◆ TEXT:
────────────────────────────────────────
Thanks for the input.

Basically we had aolservers running and while serving pages, it's also
doing some heavy load processing from a ton of scheduled custom
written procedures.  Aolserver crashes and segmentation faults are
fairly frequent and the logs at the time pointed to these running
threads as a probable cause.  Possibly a configuration issue, but I
remember we tried fiddling with those numbers and it never really
helped.  So basically, what I'm currently beating my head over is to
build a much cleaner and better way of handling all the load but in so
doing, I'm not entirely sure whether or not to spawn a lot of threads
for the jobs, or basically keep it to a minimum.

Judging from Andrew's post, it would likely be better to reuse threads
but I'm not entirely sure how that happens.  I mean, everytime you'd
invoke ns_thread begin/begindetached, you are creating a new thread
already, no?  How do you reuse them?

This is probably a stupid question, but is there a distinction between
the threads and connection threads in aolserver?  I know the
connection threads are probably the connections to the database (I
think).
────────────────────────────────────────
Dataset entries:
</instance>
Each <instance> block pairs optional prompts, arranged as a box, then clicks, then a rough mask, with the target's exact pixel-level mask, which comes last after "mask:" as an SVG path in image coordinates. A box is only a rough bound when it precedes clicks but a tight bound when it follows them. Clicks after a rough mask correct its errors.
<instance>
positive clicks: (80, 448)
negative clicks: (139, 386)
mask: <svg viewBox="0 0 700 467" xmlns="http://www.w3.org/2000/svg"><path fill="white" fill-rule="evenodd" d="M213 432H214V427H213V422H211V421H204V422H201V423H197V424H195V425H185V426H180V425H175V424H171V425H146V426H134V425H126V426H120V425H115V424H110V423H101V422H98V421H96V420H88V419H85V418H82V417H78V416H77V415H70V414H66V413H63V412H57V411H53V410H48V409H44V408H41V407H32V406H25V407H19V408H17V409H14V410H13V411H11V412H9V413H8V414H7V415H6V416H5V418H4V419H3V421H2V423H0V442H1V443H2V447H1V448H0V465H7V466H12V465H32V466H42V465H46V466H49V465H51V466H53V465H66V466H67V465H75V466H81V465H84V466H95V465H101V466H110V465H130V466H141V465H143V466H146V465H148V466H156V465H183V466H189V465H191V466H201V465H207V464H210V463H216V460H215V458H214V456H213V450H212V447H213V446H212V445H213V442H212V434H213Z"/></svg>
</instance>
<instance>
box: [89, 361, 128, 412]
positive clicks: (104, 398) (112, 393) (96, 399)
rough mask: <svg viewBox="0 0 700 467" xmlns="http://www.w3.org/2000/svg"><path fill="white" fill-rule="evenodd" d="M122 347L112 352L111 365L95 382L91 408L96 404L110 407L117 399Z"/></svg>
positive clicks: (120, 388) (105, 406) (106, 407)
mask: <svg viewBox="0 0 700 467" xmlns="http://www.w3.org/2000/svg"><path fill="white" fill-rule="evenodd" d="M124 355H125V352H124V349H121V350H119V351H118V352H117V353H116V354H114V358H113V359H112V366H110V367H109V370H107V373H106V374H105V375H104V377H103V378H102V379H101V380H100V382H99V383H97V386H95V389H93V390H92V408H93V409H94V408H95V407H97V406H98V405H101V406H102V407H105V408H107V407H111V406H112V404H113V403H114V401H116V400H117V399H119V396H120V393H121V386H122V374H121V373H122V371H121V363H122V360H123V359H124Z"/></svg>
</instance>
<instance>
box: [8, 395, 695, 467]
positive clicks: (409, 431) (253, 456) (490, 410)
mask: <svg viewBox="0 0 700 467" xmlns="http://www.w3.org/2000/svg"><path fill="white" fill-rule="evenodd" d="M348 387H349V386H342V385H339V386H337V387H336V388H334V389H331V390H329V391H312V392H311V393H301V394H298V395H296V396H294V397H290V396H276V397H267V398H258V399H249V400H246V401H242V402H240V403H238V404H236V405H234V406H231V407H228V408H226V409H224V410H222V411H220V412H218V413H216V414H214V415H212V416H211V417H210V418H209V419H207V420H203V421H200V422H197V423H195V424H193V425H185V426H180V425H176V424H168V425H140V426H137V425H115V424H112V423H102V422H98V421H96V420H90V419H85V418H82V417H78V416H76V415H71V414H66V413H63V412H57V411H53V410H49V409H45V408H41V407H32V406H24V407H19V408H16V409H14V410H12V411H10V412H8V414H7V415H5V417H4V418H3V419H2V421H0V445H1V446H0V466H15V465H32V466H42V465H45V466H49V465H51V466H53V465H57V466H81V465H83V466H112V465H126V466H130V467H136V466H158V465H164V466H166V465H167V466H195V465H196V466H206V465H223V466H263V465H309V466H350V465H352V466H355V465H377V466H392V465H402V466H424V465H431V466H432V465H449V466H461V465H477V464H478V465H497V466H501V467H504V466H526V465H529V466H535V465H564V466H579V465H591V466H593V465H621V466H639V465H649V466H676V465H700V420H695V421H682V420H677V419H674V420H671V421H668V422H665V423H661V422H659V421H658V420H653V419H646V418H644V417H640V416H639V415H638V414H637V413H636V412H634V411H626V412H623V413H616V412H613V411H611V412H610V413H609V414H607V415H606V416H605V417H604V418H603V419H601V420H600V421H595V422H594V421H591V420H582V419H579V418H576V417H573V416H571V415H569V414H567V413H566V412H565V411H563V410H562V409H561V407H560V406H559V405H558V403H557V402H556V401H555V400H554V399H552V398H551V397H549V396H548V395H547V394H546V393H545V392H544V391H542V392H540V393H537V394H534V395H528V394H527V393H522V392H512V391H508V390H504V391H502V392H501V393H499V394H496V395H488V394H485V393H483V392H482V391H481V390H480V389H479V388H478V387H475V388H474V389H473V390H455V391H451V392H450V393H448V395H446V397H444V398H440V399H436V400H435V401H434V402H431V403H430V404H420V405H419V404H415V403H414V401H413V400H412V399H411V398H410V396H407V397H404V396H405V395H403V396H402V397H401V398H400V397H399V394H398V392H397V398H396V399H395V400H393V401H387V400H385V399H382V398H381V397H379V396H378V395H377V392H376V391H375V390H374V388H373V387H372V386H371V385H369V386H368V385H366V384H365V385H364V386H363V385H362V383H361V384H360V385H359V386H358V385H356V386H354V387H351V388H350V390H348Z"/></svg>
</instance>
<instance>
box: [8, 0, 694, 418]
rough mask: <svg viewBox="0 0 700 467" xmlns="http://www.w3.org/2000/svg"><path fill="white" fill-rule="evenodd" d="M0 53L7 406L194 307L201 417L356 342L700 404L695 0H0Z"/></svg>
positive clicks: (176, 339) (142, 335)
────────────────────────────────────────
◆ ABOUT THIS EXERCISE: Reproduce the entire message about AOLserver threads word for word. Work from the message alone.

◆ PROBLEM SOLUTION:
Thanks for the input.

Basically we had aolservers running and while serving pages, it's also
doing some heavy load processing from a ton of scheduled custom
written procedures.  Aolserver crashes and segmentation faults are
fairly frequent and the logs at the time pointed to these running
threads as a probable cause.  Possibly a configuration issue, but I
remember we tried fiddling with those numbers and it never really
helped.  So basically, what I'm currently beating my head over is to
build a much cleaner and better way of handling all the load but in so
doing, I'm not entirely sure whether or not to spawn a lot of threads
for the jobs, or basically keep it to a minimum.

Judging from Andrew's post, it would likely be better to reuse threads
but I'm not entirely sure how that happens.  I mean, everytime you'd
invoke ns_thread begin/begindetached, you are creating a new thread
already, no?  How do you reuse them?

This is probably a stupid question, but is there a distinction between
the threads and connection threads in aolserver?  I know the
connection threads are probably the connections to the database (I
think).